● **YOUR ASSIGNMENT**: The records should be repeated word for word, pictures excluded.

● **PROVIDED RECORDS**:
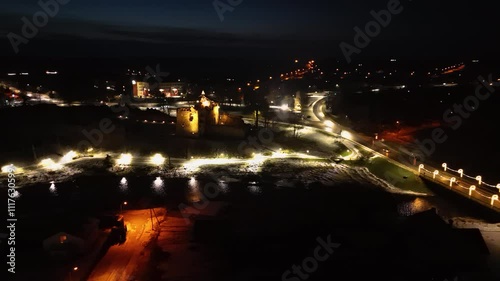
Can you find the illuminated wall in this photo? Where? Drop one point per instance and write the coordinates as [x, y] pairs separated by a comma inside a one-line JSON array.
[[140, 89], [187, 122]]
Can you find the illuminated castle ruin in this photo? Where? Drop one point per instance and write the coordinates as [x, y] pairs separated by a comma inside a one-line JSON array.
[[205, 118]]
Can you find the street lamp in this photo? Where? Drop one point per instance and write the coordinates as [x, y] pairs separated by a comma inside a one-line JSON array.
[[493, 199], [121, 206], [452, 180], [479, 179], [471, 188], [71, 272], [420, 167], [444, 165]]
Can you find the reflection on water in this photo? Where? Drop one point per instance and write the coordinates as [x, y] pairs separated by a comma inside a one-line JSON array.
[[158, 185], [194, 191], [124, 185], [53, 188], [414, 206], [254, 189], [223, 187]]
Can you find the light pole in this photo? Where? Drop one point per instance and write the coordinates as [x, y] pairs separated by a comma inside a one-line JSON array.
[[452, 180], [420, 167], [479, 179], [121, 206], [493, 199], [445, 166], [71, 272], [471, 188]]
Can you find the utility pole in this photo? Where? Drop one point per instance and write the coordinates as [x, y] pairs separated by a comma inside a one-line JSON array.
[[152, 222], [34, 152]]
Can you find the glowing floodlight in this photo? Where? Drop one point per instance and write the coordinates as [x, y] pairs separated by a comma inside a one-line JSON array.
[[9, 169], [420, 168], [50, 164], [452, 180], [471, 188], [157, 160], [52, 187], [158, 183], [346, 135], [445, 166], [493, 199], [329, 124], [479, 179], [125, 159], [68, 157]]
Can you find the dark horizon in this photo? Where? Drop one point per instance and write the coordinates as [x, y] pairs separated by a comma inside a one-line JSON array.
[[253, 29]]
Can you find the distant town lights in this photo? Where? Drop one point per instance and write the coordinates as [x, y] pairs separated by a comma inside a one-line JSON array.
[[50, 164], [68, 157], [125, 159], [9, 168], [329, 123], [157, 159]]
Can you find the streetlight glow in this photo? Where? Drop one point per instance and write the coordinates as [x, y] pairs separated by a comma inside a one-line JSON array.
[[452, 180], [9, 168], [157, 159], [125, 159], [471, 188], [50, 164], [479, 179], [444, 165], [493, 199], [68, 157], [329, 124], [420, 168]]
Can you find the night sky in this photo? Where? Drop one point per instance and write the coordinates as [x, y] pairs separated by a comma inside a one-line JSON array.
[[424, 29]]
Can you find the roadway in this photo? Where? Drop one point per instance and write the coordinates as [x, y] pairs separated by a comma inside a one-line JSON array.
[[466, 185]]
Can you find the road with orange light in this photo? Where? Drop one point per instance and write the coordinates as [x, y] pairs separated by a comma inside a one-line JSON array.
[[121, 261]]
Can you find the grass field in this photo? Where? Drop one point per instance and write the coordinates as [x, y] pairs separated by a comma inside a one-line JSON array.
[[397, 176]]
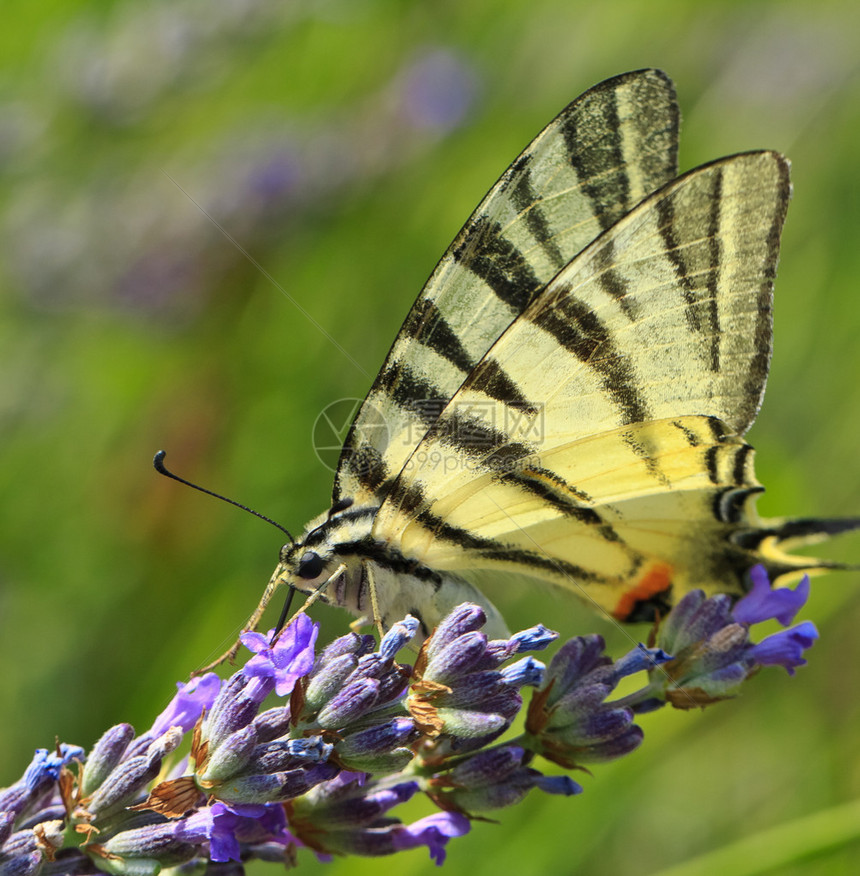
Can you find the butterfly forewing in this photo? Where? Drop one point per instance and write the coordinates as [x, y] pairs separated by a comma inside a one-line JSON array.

● **EXPECTED ANSWER**:
Can you find the illuminated wall in this photo? Where? Drop one point per instance and write the coordinates as [x, y] pairs separated by a comma inside a one-line JSON array.
[[140, 89], [187, 122]]
Can you find the illuminated castle ruin in this photo? Where? Drop one point per instance and write the coordinates as [x, y] pairs separated by a comma inside a one-line JSON array.
[[205, 118]]
Can you find the street lamp in this photo? Where? Drop one point per instance and write the coordinates as [x, y] pairs separated by a comma inside a one-line JSON array.
[[493, 199], [121, 206], [452, 180], [479, 179], [471, 188], [71, 272], [420, 167], [444, 165]]
Can you find the reflection on water in this photo? Where? Drop one point per instance and write the coordinates as [x, y] pairs separated by a comma inside a one-line JSON array.
[[158, 185], [194, 191], [124, 185], [53, 188], [414, 206], [254, 189], [223, 187]]
Can you find the light pole in this photo? Where? Drop one point per instance and write the coordinates as [x, y] pairs separated by a comma inside a one-line JSON array.
[[452, 180], [420, 167], [479, 179], [121, 206], [493, 199], [445, 166], [71, 272], [471, 188]]
Can you find the utility pole in this photo? Where? Drop one point per instance and write the coordinates as [x, y] pairs separated by a comma inside a one-line JSON array.
[[152, 222], [34, 152]]
Can you find the glowing floodlight in this photo? Where? Drop one point per instance and write the coordinates as [x, y] pairs separated by a comma inside a one-line JSON array.
[[9, 169], [420, 168], [50, 164], [452, 180], [471, 188], [157, 160], [52, 187], [158, 183], [346, 135], [445, 166], [493, 199], [329, 124], [479, 179], [125, 159], [68, 157]]
Can you find the dark horizon in this photo? Where? Drop one point per instance and write the coordinates as [x, y] pairs separated by a comma inside a one-line JSON array.
[[253, 29]]
Can you find the distant town lights in this photo? Where? Drop one point per instance and write the coordinates as [x, y] pairs separated by a comma inside a one-line JSON array.
[[50, 164], [68, 157], [125, 159], [9, 168], [329, 123], [157, 159]]
Can you find the streetlight glow in this photo? Where? Drop one point per instance and write the coordinates as [x, y] pairs separated by a comma inside a one-line JSON array.
[[452, 180], [9, 168], [157, 159], [125, 159], [471, 188], [50, 164], [479, 179], [444, 165], [493, 199], [68, 157], [329, 124], [420, 168]]
Can you find the night sky in this photo? Where? Drop one point per instance and write the coordinates as [x, y] pairs separated by a comma inside a one-line JSON array.
[[424, 29]]
Can you find the roadway in this photo? Where? Drop one point per instance and write the coordinates as [x, y] pairs separated by a comma inside a one-line JSON array.
[[466, 185]]
Can you find the road with orange light in this photo? Where? Drop one point per instance and write the coordinates as [x, y] pairs separated by a comma inside a one-line JSON array.
[[121, 261]]
Can you find the grass field in this photo? Where? Drop one point per instance and write the coordinates as [x, y] pairs separated by a comma inside a one-line JSON array.
[[397, 176]]
Can you find the butterfly forewing in this photo? Where? Drop one point per instance and write the coordinates as [x, y] pairs separated by a comma inside a one-line JSON array.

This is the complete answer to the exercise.